■ Task instructions ■
In the text on Filipino farm worker organizing, translate this sentence into Spanish: "To help the asparagus cutters organize, Itliong would sneak into a camp, crawl under the bunkhouse, and speak to workers through the cracks in the floor."

*** Opening of Text provided ***

In the segregated barrios of towns like Stockton and Salinas they formed hometown associations and social clubs. Itliong used these networks to organize Filipinos when they went to work in the fields, including strikes in Stockton’s asparagus fields in 1948 and 1949. At the time, growers kept workers under guard in labor camps, where if they held open meetings, they risked being fired and even beaten. To help the asparagus cutters organize, Itliong would sneak into a camp, crawl under the bunkhouse, and speak to workers through the cracks in the floor.
UCAPAWA was destroyed in the 1949 CIO purge, and the Filipino local in Seattle was taken in by the ILWU. It survived, and today is part of the ILWU’s Inland Boatman’s Union. The Federal government tried to bankrupt Local 37, forcing its leaders to exhaust their resources on high bail and lawyers’ fees. With the radicals tied up in legal defense, a conservative faction took control of the union and stopped its farm worker organizing drives. That group held it until it was thrown out in the 1980s by a new young generation of radical Filipinos, two of whom, Silme Domingo and Gene Viernes (a former farm worker) were assassinated by agents of Philippine dictator Ferdinand Marcos.

*** Close of Text provided ***
*** Opening of Extracted records ***

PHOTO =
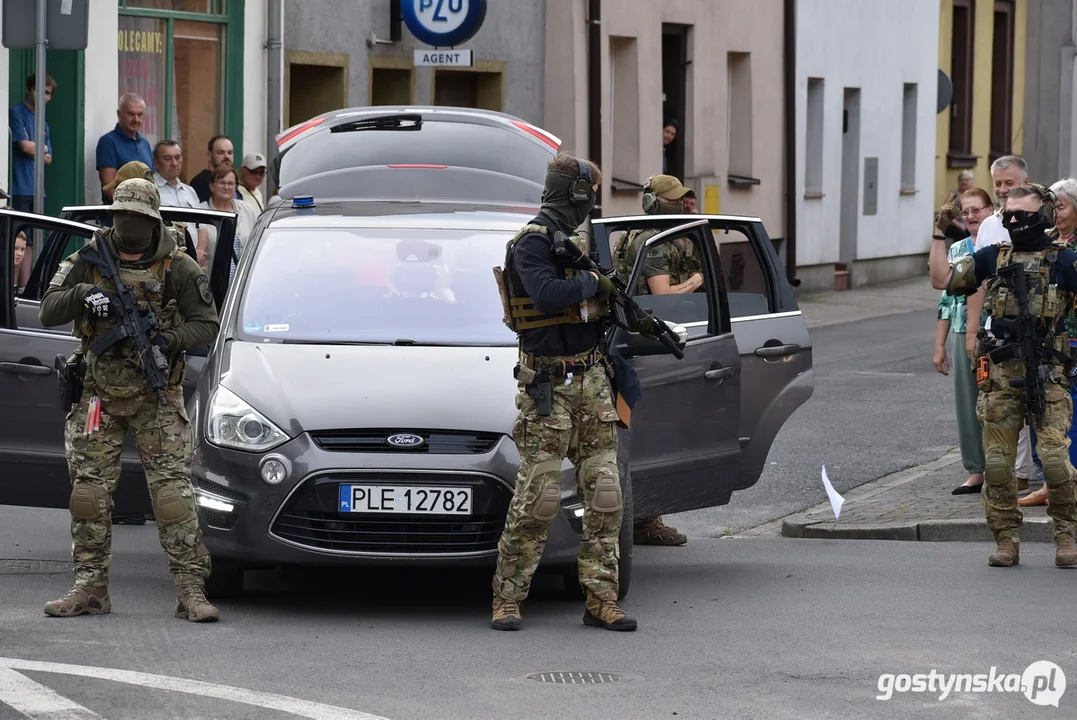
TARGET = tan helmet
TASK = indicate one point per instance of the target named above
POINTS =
(137, 195)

*** Close of Extracted records ***

■ Response ■
Para ayudar a los cortadores de espárragos a organizarse, Itliong se colaba en un campamento, se arrastraba por debajo de la barraca y hablaba con los trabajadores a través de las rendijas del piso.